--- MATERIAL TO PROCESS ---

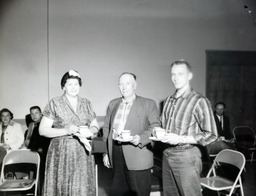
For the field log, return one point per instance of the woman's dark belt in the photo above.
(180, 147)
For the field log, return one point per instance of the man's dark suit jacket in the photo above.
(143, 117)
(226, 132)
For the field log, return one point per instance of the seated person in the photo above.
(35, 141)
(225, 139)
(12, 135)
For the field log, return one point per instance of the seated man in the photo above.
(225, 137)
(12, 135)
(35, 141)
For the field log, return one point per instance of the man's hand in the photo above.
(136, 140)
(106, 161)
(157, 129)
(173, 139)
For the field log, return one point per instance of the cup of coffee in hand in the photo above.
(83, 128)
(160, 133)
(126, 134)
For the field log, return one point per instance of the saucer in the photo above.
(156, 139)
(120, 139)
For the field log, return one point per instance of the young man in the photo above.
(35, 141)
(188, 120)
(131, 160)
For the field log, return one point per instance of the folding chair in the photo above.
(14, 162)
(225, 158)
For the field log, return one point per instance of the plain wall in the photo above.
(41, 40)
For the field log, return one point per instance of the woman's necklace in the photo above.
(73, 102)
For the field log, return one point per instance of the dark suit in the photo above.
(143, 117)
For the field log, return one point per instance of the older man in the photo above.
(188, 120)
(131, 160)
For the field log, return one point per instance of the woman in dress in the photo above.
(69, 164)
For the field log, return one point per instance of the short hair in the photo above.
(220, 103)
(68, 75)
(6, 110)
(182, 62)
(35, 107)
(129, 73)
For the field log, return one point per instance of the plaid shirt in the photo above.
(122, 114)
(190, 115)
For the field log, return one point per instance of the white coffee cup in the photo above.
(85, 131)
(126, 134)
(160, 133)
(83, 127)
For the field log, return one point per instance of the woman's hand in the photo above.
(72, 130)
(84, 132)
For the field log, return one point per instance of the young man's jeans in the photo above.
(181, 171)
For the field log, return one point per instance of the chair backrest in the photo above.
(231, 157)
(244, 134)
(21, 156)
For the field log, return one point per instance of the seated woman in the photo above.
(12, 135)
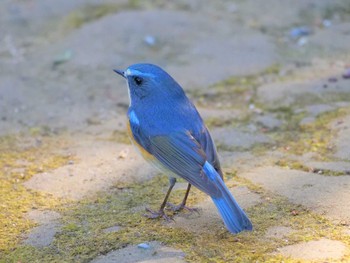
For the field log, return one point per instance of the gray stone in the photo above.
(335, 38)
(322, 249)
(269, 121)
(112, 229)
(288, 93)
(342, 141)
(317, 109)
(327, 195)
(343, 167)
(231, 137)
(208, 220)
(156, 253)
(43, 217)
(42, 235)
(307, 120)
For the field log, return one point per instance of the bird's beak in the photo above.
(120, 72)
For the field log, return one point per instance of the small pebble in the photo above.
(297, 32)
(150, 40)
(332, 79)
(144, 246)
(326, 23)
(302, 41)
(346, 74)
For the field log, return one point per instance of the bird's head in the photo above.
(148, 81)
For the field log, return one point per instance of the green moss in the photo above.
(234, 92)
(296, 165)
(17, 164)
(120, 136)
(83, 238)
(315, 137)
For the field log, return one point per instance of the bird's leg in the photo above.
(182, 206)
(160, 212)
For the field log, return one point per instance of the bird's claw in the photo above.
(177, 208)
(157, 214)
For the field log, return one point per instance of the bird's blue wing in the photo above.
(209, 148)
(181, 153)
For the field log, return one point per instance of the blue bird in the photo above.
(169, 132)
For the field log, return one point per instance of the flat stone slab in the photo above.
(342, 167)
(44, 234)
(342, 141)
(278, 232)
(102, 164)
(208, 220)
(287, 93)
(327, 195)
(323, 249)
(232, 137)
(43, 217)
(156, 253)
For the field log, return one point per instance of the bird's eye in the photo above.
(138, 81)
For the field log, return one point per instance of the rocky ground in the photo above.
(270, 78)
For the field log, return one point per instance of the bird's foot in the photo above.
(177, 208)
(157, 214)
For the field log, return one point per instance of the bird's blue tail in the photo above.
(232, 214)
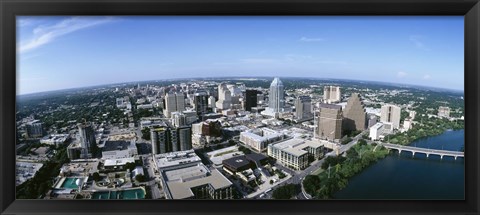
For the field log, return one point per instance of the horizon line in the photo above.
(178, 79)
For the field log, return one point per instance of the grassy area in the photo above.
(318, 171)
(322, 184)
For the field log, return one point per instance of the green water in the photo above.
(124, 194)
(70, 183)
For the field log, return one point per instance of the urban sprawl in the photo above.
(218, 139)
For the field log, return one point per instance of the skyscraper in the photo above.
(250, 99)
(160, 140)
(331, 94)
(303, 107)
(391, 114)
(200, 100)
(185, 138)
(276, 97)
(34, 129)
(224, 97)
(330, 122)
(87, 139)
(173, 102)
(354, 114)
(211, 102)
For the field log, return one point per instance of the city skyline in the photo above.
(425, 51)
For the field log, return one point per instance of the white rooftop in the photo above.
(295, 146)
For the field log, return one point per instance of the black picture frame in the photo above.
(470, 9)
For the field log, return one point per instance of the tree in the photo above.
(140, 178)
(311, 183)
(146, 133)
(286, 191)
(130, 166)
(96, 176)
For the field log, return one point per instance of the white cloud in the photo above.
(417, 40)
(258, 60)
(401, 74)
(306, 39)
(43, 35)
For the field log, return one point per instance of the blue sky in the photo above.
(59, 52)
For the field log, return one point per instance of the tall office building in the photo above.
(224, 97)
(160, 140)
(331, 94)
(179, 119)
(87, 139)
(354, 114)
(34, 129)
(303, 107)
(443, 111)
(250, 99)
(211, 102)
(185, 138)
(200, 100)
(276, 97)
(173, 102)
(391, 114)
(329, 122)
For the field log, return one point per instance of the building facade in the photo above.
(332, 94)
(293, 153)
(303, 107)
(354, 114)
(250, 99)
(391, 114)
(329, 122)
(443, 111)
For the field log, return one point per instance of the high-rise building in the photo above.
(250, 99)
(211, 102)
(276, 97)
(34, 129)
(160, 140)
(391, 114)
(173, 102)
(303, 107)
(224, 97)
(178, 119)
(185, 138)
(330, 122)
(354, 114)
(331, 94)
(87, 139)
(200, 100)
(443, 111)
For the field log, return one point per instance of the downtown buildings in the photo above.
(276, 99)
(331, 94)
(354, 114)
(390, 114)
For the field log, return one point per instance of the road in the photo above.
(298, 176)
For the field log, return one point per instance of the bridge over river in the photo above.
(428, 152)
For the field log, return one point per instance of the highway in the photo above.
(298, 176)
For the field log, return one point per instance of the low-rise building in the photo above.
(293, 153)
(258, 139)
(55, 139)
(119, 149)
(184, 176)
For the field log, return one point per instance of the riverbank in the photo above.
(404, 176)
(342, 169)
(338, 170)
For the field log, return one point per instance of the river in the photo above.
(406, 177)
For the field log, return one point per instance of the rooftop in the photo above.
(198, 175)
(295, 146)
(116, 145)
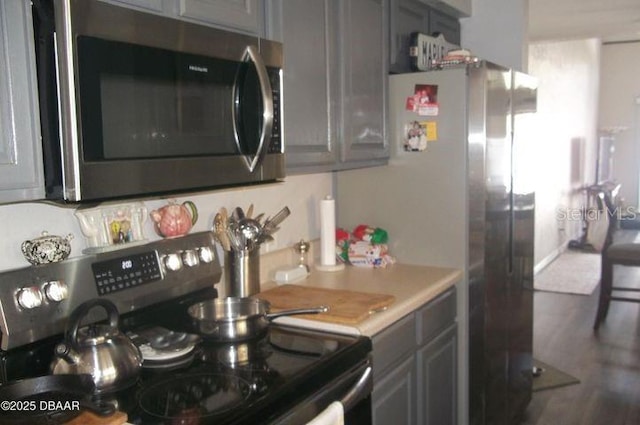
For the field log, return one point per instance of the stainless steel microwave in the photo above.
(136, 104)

--- PROBLEM DESCRIPTION ---
Please reproduce every entry above exactly, but leave out the pictures.

--- SOLUTION FOR THIS TASK ---
For the field log, return one point per instance of the woman's dark belt in the photo above.
(180, 147)
For the field log, return one point per instance of the man's dark suit jacket in the photo above.
(143, 117)
(226, 132)
For the field log, return one point per instance of the seated person in the photo above.
(35, 141)
(225, 139)
(12, 135)
For the field log, return one point per instance of the seated man in the photo above.
(225, 137)
(12, 135)
(35, 141)
For the field log, return one point per instance of the man's hand in the photo above.
(136, 140)
(106, 161)
(157, 129)
(173, 139)
For the field log, return one point per instance of the cup of coffee in hand in the photo above.
(83, 128)
(160, 133)
(126, 134)
For the field log, return one point per instance of the saucer in the photo above.
(156, 139)
(120, 139)
For the field log, return one point per instance of the young man in the photo above.
(35, 141)
(188, 120)
(131, 160)
For the field log, return one point per instance of the folding chair in the photo above.
(14, 162)
(225, 158)
For the field log, return one point per instance of the plain wall in the photo above.
(41, 40)
For the field log, return one point per instance of the woman's necklace in the photo above.
(73, 102)
For the field log, return one point per instance of the dark suit in the photo above.
(143, 117)
For the field log, return one point per instance of the older man in the photo above.
(188, 120)
(131, 160)
For the field log, return one point per instance of the woman in dress in the photo above.
(69, 164)
For the field log, return one point per instance of the short hair in the photo above.
(220, 103)
(68, 75)
(6, 110)
(182, 62)
(35, 107)
(129, 73)
For the field log, return one point per instance of the plaid shirt in the photo above.
(122, 114)
(190, 115)
For the field log, return one point per instance of the white coffee cup in the photo above.
(85, 131)
(126, 134)
(160, 133)
(83, 127)
For the field log, return one point per instance of the woman's hand in the photo above.
(72, 130)
(84, 132)
For the field log, return one point per instance of the young man's jeans in the photo above.
(181, 171)
For the field log, return one point per instance of the chair backrest in the photo above.
(231, 157)
(244, 134)
(21, 156)
For the field log, return one point per instance of the seated woman in the photo above.
(12, 135)
For the field log, return one point per instance of the gray stone in the photo above.
(335, 38)
(322, 249)
(269, 121)
(112, 229)
(288, 93)
(342, 141)
(317, 109)
(327, 195)
(343, 167)
(231, 137)
(208, 220)
(156, 253)
(43, 217)
(42, 235)
(307, 120)
For the field log, return one point per instance of the bird's beak in the photo above.
(120, 72)
For the field log, return one point per instance of the small pebble in the photo above.
(297, 32)
(150, 40)
(332, 79)
(144, 246)
(326, 23)
(302, 41)
(346, 74)
For the field log, return one point per instance of the bird's head in the photo above.
(148, 81)
For the field log, return one point per instance of the green moss in the photo above.
(234, 92)
(296, 165)
(17, 164)
(120, 136)
(83, 238)
(315, 137)
For the field log, return one point per instance of the bird's leg in the photo above.
(182, 206)
(160, 212)
For the field log, return one point per instance of the bird's claw in the photo above.
(177, 208)
(157, 214)
For the field log, return one point per instance of the bird's blue wing in the photo above.
(209, 148)
(181, 153)
For the field log, return one point per instance of the blue bird in the photo above.
(169, 132)
For the field log, return one point per instance of the flat stone slab in the photo above.
(342, 167)
(44, 234)
(342, 141)
(278, 232)
(102, 164)
(208, 220)
(287, 93)
(327, 195)
(323, 249)
(232, 137)
(43, 217)
(156, 253)
For the field log, return one point per instance of the bird's eye in the photo above.
(138, 81)
For the field log, return one point per instance of the rocky ground in the photo above.
(270, 78)
For the field log, return one point per instance of the bird's foot in the photo above.
(177, 208)
(157, 214)
For the field log, return one point per instance of the bird's blue tail in the photo above.
(232, 214)
For the field log, return one point per instance of the horizon line in the photo above.
(178, 79)
For the field log, return one point per instance of the grassy area in the photo above.
(318, 171)
(322, 184)
For the field log, return one point per instance of the green water in the photo above.
(124, 194)
(70, 183)
For the field log, return one point per instance of the urban sprawl in the photo above.
(218, 139)
For the field log, return one point per instance of the skyscraper in the photo above.
(250, 99)
(160, 140)
(331, 94)
(303, 107)
(391, 114)
(200, 100)
(185, 138)
(276, 97)
(34, 129)
(224, 97)
(330, 122)
(87, 139)
(173, 102)
(354, 114)
(211, 102)
For the field log, return one point per instance of the city skyline in the photo above.
(425, 51)
For the field log, return one point per instance of the white rooftop in the photo above.
(295, 146)
For the field log, return one point per instance of the black picture frame in the photo above.
(470, 9)
For the field log, return one point per instance of the tree in the photo above.
(140, 178)
(311, 183)
(146, 133)
(286, 191)
(130, 166)
(96, 176)
For the field log, return one point per instance of the white cloud in the photo above.
(417, 40)
(258, 60)
(401, 74)
(306, 39)
(43, 35)
For the field log, return one point per instance of the blue sky in the photo above.
(59, 52)
For the field log, return one point per instance of the tall office building in the photo above.
(224, 97)
(160, 140)
(331, 94)
(179, 119)
(87, 139)
(354, 114)
(34, 129)
(303, 107)
(443, 111)
(250, 99)
(211, 102)
(185, 138)
(200, 100)
(276, 97)
(173, 102)
(391, 114)
(329, 122)
For the field log, return one point per instance of the building facade in the photo above.
(332, 94)
(293, 153)
(303, 107)
(354, 114)
(250, 99)
(391, 114)
(329, 122)
(443, 111)
For the field log, return one point per instance of the high-rise building in the photo above.
(250, 99)
(211, 102)
(276, 97)
(34, 129)
(160, 140)
(391, 114)
(173, 102)
(303, 107)
(224, 97)
(178, 119)
(185, 138)
(330, 122)
(354, 114)
(331, 94)
(87, 139)
(200, 100)
(443, 111)
For the field log, return one point per instance of the downtown buildings in the photo above.
(276, 99)
(331, 94)
(354, 114)
(390, 114)
For the field log, return one point per instance of the road in the photo above.
(298, 176)
For the field log, return one point per instance of the bridge over river in the photo above.
(428, 152)
For the field log, return one point per instance of the highway in the photo above.
(298, 176)
For the field log, return one point per instance of the low-rise building in the photo above.
(293, 153)
(258, 139)
(55, 139)
(119, 149)
(184, 176)
For the field log, return one point per instance of the riverbank in the photo above.
(404, 176)
(342, 169)
(338, 170)
For the field log, return one point per instance of the river in the photo above.
(406, 177)
For the field log, return one point per instance of the rooftop in the photo above.
(198, 175)
(295, 146)
(116, 145)
For the field log, return one point per instance of the stainless steel microwave in the photo above.
(136, 104)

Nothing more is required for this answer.